BEGIN Supplied records

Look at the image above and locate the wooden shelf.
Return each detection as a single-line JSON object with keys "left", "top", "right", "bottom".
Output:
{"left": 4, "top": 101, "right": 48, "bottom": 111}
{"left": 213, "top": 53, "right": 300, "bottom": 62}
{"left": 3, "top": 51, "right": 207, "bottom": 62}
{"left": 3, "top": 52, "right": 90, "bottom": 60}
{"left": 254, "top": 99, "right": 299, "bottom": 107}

END Supplied records

Work order: Write out the full set of records exactly as given.

Worked solution:
Look at the image above and locate the wooden shelf.
Return each detection as a single-line JSON object with keys "left", "top", "right", "bottom".
Output:
{"left": 4, "top": 101, "right": 48, "bottom": 111}
{"left": 213, "top": 53, "right": 300, "bottom": 62}
{"left": 3, "top": 51, "right": 207, "bottom": 62}
{"left": 3, "top": 52, "right": 90, "bottom": 60}
{"left": 254, "top": 99, "right": 299, "bottom": 107}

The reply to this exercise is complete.